**Text section:**
7.2.4 Convergence in Distribution

Convergence in distribution is in some sense the weakest type of convergence. All it says is that the CDF of $X_n$'s converges to the CDF of $X$ as $n$ goes to infinity. It does not require any dependence between the $X_n$'s and $X$. We saw this type of convergence before when we discussed the central limit theorem. To say that $X_n$ converges in distribution to $X$, we write

\begin{align}%\label{eq:union-bound} X_n \ \xrightarrow{d}\ X . \end{align}

Here is a formal definition of convergence in distribution:

Convergence in Distribution

A sequence of random variables $X_1$, $X_2$, $X_3$, $\cdots$ converges in distribution to a random variable $X$, shown by $X_n \ \xrightarrow{d}\ X$, if \begin{align}%\label{eq:union-bound} \lim_{n \rightarrow \infty} F_{X_n}(x)=F_X(x), \end{align} for all $x$ at which $F_X(x)$ is continuous.


Example
If $X_1$, $X_2$, $X_3$, $\cdots$ is a sequence of i.i.d. random variables with CDF $F_X(x)$, then $X_n \ \xrightarrow{d}\ X$. This is because \begin{align}%\label{eq:union-bound} F_{X_n}(x)=F_X(x), \qquad \textrm{ for all }x. \end{align} Therefore, \begin{align}%\label{eq:union-bound} \lim_{n \rightarrow \infty} F_{X_n}(x)=F_X(x), \qquad \textrm{ for all }x. \end{align}


Example
Let $X_2$, $X_3$, $X_4$, $\cdots$ be a sequence of random variable such that \begin{equation} \nonumber F_{X_n}(x) = \left\{ \begin{array}{l l} 1-\left(1-\frac{1}{n}\right)^{nx} & \quad x > 0\\ & \quad \\ 0 & \quad \text{otherwise} \end{array} \right. \end{equation} Show that $X_n$ converges in distribution to $Exponential(1)$.

**Material provided:**
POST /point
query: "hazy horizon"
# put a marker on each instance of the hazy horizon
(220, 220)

**What to produce:**
Write out the part of the passage on convergence in distribution starting at "Convergence in distribution is" and ending at "which $F_X(x)$ is continuous.". The material has no connection to the passage on convergence in distribution.

**Result of this exercise:**
Convergence in distribution is in some sense the weakest type of convergence. All it says is that the CDF of $X_n$'s converges to the CDF of $X$ as $n$ goes to infinity. It does not require any dependence between the $X_n$'s and $X$. We saw this type of convergence before when we discussed the central limit theorem. To say that $X_n$ converges in distribution to $X$, we write

\begin{align}%\label{eq:union-bound} X_n \ \xrightarrow{d}\ X . \end{align}

Here is a formal definition of convergence in distribution:

Convergence in Distribution

A sequence of random variables $X_1$, $X_2$, $X_3$, $\cdots$ converges in distribution to a random variable $X$, shown by $X_n \ \xrightarrow{d}\ X$, if \begin{align}%\label{eq:union-bound} \lim_{n \rightarrow \infty} F_{X_n}(x)=F_X(x), \end{align} for all $x$ at which $F_X(x)$ is continuous.